▶ DATA ROWS
[Begin]

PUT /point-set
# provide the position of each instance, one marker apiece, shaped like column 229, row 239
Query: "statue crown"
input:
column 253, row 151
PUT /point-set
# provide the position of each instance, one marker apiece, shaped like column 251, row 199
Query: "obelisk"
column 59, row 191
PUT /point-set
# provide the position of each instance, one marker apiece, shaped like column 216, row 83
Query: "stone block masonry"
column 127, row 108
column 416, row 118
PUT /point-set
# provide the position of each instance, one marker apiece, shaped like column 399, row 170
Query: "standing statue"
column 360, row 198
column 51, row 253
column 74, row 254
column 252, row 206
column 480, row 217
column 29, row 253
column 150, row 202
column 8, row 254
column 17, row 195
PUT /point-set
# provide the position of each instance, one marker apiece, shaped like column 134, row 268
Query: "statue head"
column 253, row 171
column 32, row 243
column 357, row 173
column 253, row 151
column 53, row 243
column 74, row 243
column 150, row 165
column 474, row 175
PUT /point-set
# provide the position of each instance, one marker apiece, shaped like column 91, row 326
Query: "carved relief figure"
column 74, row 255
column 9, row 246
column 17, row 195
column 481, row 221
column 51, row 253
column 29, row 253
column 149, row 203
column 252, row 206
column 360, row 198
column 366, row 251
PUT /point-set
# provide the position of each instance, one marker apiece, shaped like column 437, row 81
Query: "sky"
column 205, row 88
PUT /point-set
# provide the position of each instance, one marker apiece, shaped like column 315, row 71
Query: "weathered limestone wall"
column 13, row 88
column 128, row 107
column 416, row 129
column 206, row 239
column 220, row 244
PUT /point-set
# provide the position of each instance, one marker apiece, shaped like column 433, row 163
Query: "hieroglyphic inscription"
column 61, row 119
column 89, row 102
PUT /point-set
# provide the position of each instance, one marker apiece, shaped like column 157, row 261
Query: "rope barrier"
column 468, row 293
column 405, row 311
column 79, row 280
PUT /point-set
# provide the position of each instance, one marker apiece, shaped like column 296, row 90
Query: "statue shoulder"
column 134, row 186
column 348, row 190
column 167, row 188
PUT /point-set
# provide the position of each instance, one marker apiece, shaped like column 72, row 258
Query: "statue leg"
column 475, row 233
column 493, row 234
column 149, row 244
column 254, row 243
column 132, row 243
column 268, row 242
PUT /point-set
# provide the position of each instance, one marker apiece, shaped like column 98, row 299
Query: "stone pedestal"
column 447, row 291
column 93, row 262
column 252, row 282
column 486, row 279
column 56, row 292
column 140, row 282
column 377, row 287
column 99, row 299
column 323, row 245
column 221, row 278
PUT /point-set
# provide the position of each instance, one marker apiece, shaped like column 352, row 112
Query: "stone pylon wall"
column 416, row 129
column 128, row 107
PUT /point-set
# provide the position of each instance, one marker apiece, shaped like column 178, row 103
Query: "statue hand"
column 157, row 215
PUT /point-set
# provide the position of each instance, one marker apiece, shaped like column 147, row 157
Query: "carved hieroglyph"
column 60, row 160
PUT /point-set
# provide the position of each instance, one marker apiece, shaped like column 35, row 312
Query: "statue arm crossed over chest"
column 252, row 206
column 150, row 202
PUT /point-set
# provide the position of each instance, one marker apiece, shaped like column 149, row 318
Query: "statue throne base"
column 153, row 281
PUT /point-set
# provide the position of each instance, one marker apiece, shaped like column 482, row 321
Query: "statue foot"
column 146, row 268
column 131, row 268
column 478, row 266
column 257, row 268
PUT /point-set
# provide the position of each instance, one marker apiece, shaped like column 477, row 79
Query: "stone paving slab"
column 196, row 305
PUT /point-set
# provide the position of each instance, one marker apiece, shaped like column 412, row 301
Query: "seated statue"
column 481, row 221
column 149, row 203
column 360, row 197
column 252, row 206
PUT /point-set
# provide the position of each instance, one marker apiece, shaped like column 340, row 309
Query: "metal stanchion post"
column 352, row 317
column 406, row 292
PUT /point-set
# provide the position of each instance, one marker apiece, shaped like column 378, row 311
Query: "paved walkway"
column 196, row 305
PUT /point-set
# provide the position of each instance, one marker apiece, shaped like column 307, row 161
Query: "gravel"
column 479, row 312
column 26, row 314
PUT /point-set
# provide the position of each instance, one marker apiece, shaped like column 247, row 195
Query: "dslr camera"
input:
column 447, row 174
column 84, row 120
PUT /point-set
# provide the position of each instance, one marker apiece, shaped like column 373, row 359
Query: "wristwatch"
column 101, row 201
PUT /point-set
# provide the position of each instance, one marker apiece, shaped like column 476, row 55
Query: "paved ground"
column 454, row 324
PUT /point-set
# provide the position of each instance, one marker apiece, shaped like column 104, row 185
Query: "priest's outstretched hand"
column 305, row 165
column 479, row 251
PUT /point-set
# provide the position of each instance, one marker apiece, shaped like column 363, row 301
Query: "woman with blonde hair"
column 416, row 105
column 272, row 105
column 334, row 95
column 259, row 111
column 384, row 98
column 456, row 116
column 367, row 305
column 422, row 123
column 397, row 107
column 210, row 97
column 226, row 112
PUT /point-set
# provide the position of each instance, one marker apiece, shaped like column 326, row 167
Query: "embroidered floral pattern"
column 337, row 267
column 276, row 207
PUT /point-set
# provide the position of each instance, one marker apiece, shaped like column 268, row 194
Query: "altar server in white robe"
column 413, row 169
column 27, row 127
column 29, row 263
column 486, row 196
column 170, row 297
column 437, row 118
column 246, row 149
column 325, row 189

[End]

▶ WRITTEN TASK
Swap every "marker" for "dot" and write out all the records again with nothing else altered.

▶ ANSWER TO THIS TASK
PUT /point-set
# provide the position of each instance, one dot apiece, shaped like column 229, row 239
Query: "statue crown"
input:
column 253, row 151
PUT /point-set
# provide the position of each instance, one dot apiece, shaped like column 251, row 199
Query: "obelisk"
column 59, row 191
PUT /point-set
# provide the position of each instance, one dot apiece, shaped like column 216, row 83
Query: "stone block masonry"
column 127, row 108
column 416, row 118
PUT /point-set
# provide the position of each instance, one dot apiece, shaped like column 399, row 170
Query: "standing statue"
column 360, row 198
column 51, row 253
column 74, row 254
column 252, row 206
column 480, row 217
column 29, row 253
column 150, row 202
column 8, row 254
column 17, row 195
PUT /point-set
# provide the position of each instance, one dot apiece, shaped like column 134, row 268
Query: "statue head"
column 253, row 171
column 32, row 243
column 357, row 173
column 253, row 151
column 53, row 243
column 74, row 243
column 150, row 165
column 474, row 175
PUT /point-set
# provide the position of each instance, one dot apiece, shaped like column 91, row 326
Query: "carved relief figure"
column 74, row 255
column 9, row 246
column 17, row 195
column 481, row 221
column 51, row 253
column 29, row 253
column 149, row 203
column 252, row 206
column 360, row 198
column 366, row 251
PUT /point-set
# provide the position of each instance, one dot apiece, shaped like column 437, row 81
Query: "sky"
column 205, row 88
PUT /point-set
# provide the position of each instance, one dot apiece, shaped like column 315, row 71
Query: "weathered limestone wall"
column 13, row 88
column 128, row 107
column 416, row 129
column 206, row 239
column 220, row 244
PUT /point-set
# provide the position of each instance, one dot apiece, shaped like column 433, row 163
Query: "hieroglyphic inscription"
column 61, row 119
column 89, row 102
PUT /point-set
# provide the position of each instance, one dot apiece, shaped like column 157, row 261
Query: "rope barrier"
column 468, row 293
column 405, row 311
column 79, row 280
PUT /point-set
# provide the position of each instance, one dot apiece, shaped like column 296, row 90
Query: "statue shoulder"
column 134, row 186
column 348, row 190
column 167, row 188
PUT /point-set
# provide the position of each instance, one dot apiece, shaped like column 72, row 258
Query: "statue leg"
column 475, row 233
column 493, row 234
column 149, row 244
column 254, row 243
column 132, row 243
column 268, row 242
PUT /point-set
# provide the position of each instance, one dot apiece, shaped like column 98, row 299
Query: "stone pedestal"
column 447, row 291
column 93, row 262
column 252, row 282
column 486, row 279
column 56, row 292
column 140, row 282
column 377, row 287
column 99, row 299
column 323, row 245
column 221, row 278
PUT /point-set
# provide the position of each instance, one dot apiece, shaped like column 352, row 112
Query: "stone pylon wall"
column 416, row 129
column 128, row 107
PUT /point-set
# provide the position of each instance, one dot apiece, shaped like column 178, row 103
Query: "statue hand"
column 157, row 215
PUT /point-set
# provide the position of each instance, one dot apiece, shaped like column 147, row 157
Query: "carved hieroglyph"
column 60, row 160
PUT /point-set
# provide the position of each instance, one dot apiece, shaped like column 35, row 312
Query: "statue arm crossed over chest"
column 252, row 206
column 150, row 202
PUT /point-set
# provide the position of each instance, one dot apiece, shaped like column 149, row 318
Query: "statue throne base"
column 153, row 281
PUT /point-set
# provide the position of each instance, one dot apiece, shaped like column 482, row 321
Query: "statue foot"
column 146, row 268
column 131, row 268
column 478, row 266
column 257, row 268
PUT /point-set
# provide the position of each instance, one dot apiece, shaped like column 477, row 79
Query: "stone paving slab"
column 196, row 305
PUT /point-set
# provide the position of each instance, one dot apiece, shaped like column 412, row 301
Query: "seated statue"
column 481, row 221
column 149, row 203
column 360, row 197
column 252, row 206
PUT /point-set
# provide the position of each instance, one dot apiece, shaped like column 340, row 309
Query: "metal stanchion post"
column 352, row 317
column 406, row 292
PUT /point-set
# provide the position of each instance, one dot apiece, shaped like column 378, row 311
Query: "paved walkway"
column 196, row 305
PUT /point-set
# provide the position of each instance, one dot apiece, shaped like column 307, row 161
Query: "gravel"
column 479, row 312
column 26, row 314
PUT /point-set
# provide the position of each instance, one dot apiece, shaped like column 247, row 195
Query: "dslr camera"
input:
column 447, row 174
column 84, row 120
PUT /point-set
# provide the position of each instance, one dot apiece, shaped like column 373, row 359
Query: "wristwatch"
column 101, row 201
PUT /point-set
# provide the position of each instance, one dot apiece, shaped like column 476, row 55
Query: "paved ground"
column 454, row 324
PUT /point-set
# provide the position of each instance, one dot apiece, shaped like column 104, row 185
Query: "priest's outstretched hand"
column 305, row 165
column 479, row 251
PUT /point-set
# provide the position of each instance, one dot apiece, shaped like column 363, row 301
Query: "woman with blonde hair"
column 416, row 105
column 272, row 105
column 334, row 95
column 259, row 111
column 384, row 98
column 456, row 116
column 367, row 305
column 422, row 123
column 397, row 107
column 210, row 97
column 226, row 112
PUT /point-set
# provide the position of each instance, one dot apiece, shaped like column 326, row 167
Query: "embroidered floral pattern"
column 337, row 267
column 276, row 207
PUT /point-set
# provide the position of each instance, one dot apiece, shaped like column 268, row 194
Query: "altar server in white robe"
column 413, row 169
column 27, row 127
column 29, row 263
column 486, row 196
column 170, row 297
column 437, row 118
column 246, row 149
column 325, row 189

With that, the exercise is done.